Problem details:
An exact copy of the data is required; the images should not appear in it.

Source information START

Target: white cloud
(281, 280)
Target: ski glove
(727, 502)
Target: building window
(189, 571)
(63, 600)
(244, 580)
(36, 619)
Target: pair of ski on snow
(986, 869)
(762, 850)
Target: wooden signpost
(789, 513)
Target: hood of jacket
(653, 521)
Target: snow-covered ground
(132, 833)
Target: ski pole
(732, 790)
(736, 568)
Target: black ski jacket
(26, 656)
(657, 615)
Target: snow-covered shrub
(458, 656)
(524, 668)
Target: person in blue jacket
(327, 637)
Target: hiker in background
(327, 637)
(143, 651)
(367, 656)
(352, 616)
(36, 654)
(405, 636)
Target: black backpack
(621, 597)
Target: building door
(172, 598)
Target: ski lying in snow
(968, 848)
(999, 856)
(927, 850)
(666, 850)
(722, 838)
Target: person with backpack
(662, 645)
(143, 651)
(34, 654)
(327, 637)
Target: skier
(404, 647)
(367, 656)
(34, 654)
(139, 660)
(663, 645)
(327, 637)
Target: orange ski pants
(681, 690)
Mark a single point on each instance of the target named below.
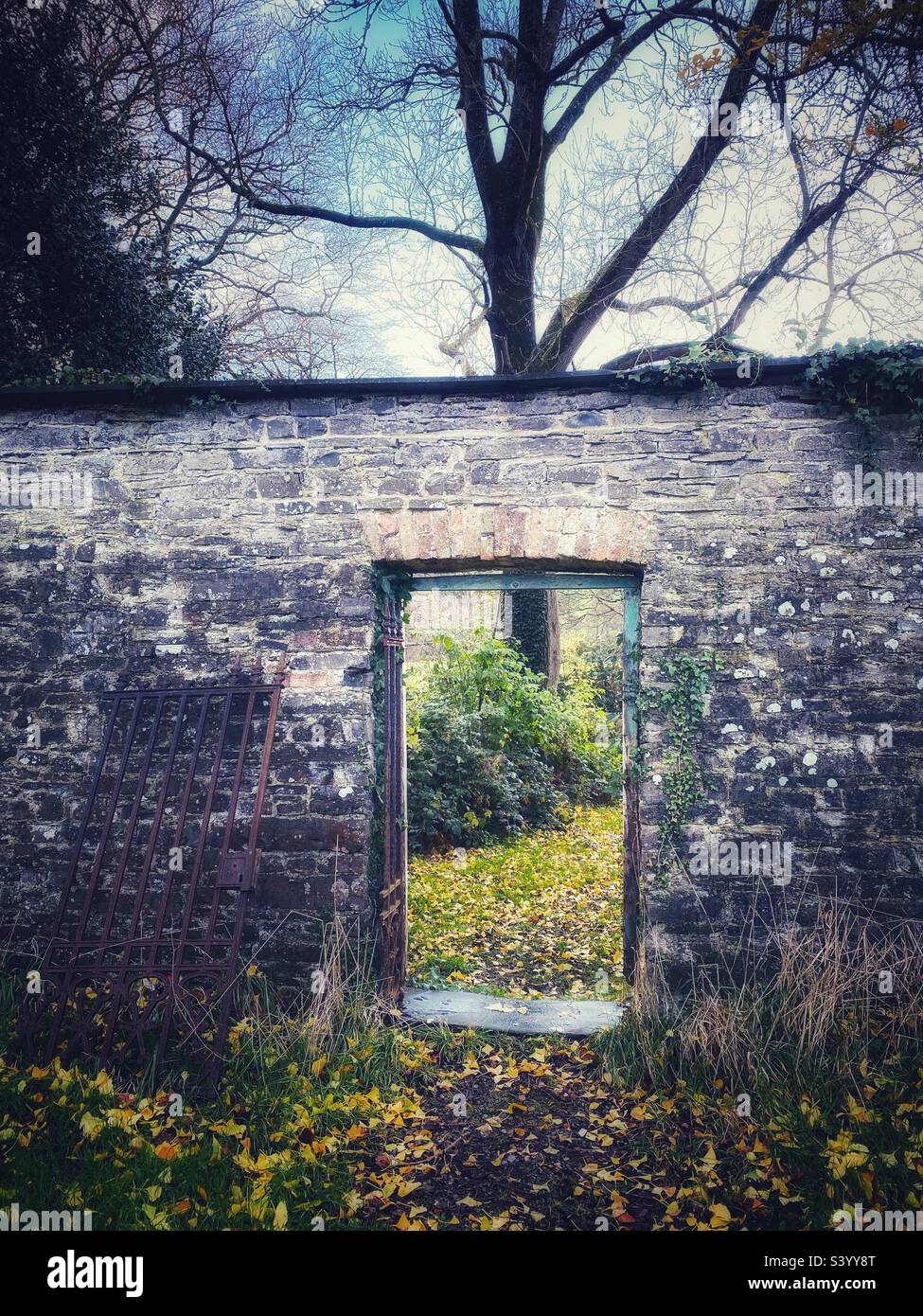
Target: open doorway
(511, 829)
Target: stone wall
(252, 526)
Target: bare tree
(519, 80)
(287, 293)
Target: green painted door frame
(630, 589)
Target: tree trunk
(511, 313)
(536, 631)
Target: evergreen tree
(75, 293)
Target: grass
(333, 1115)
(536, 916)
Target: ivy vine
(872, 380)
(386, 584)
(680, 699)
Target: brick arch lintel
(474, 535)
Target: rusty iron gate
(145, 948)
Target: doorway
(514, 625)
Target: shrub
(494, 752)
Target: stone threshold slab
(509, 1015)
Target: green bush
(492, 752)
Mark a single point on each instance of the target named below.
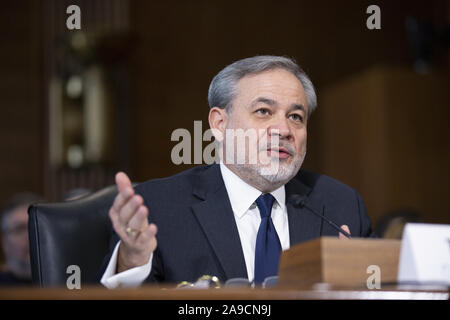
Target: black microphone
(299, 201)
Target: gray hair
(222, 89)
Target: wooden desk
(285, 293)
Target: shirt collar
(242, 195)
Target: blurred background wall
(76, 106)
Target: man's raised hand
(129, 217)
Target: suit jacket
(197, 232)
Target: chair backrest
(70, 233)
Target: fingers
(346, 229)
(139, 220)
(129, 209)
(122, 181)
(148, 236)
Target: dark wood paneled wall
(21, 87)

Source information END

Solution:
Target: white cloud
(281, 280)
Target: ski glove
(727, 502)
Target: building window
(189, 571)
(63, 600)
(244, 580)
(36, 619)
Target: pair of ski on snow
(986, 869)
(762, 850)
Target: wooden signpost
(789, 513)
Target: hood of jacket
(653, 521)
Target: snow-covered ground
(132, 833)
Target: ski pole
(732, 790)
(736, 568)
Target: black ski jacket
(26, 656)
(657, 615)
Target: snow-covered shrub
(458, 656)
(524, 668)
Target: person in blue jacket
(327, 637)
Target: hiker in background
(327, 637)
(143, 651)
(367, 656)
(352, 616)
(36, 654)
(405, 636)
Target: black backpack
(621, 597)
Target: building door
(172, 598)
Target: ski lying in snow
(968, 848)
(999, 856)
(927, 850)
(666, 850)
(722, 838)
Target: person with backpack
(662, 645)
(143, 651)
(34, 654)
(327, 637)
Target: skier
(404, 647)
(367, 656)
(34, 654)
(139, 660)
(663, 645)
(327, 637)
Target: orange ski pants
(681, 690)
Mark a single point on each instance of the target named below.
Target: open doorway
(511, 829)
Target: stone wall
(252, 526)
Target: bare tree
(519, 80)
(287, 293)
Target: green painted door frame
(630, 589)
Target: tree trunk
(511, 313)
(536, 631)
Target: evergreen tree
(75, 293)
Target: grass
(333, 1115)
(536, 916)
Target: ivy vine
(872, 380)
(386, 584)
(680, 699)
Target: brick arch lintel
(474, 535)
Target: rusty iron gate
(145, 948)
Target: doorway
(514, 625)
Target: shrub
(494, 752)
Target: stone threshold slab
(509, 1015)
Target: green bush
(492, 752)
Mark a single point on each instance of the target named below.
Target: black microphone
(299, 201)
Target: gray hair
(222, 89)
Target: wooden desk
(285, 293)
Target: shirt collar
(242, 195)
Target: blurred background wall
(76, 106)
Target: man's raised hand
(129, 217)
Target: suit jacket
(197, 232)
Target: chair backrest
(70, 233)
Target: fingers
(346, 229)
(139, 220)
(129, 209)
(122, 181)
(148, 236)
Target: dark wood paneled wall
(21, 87)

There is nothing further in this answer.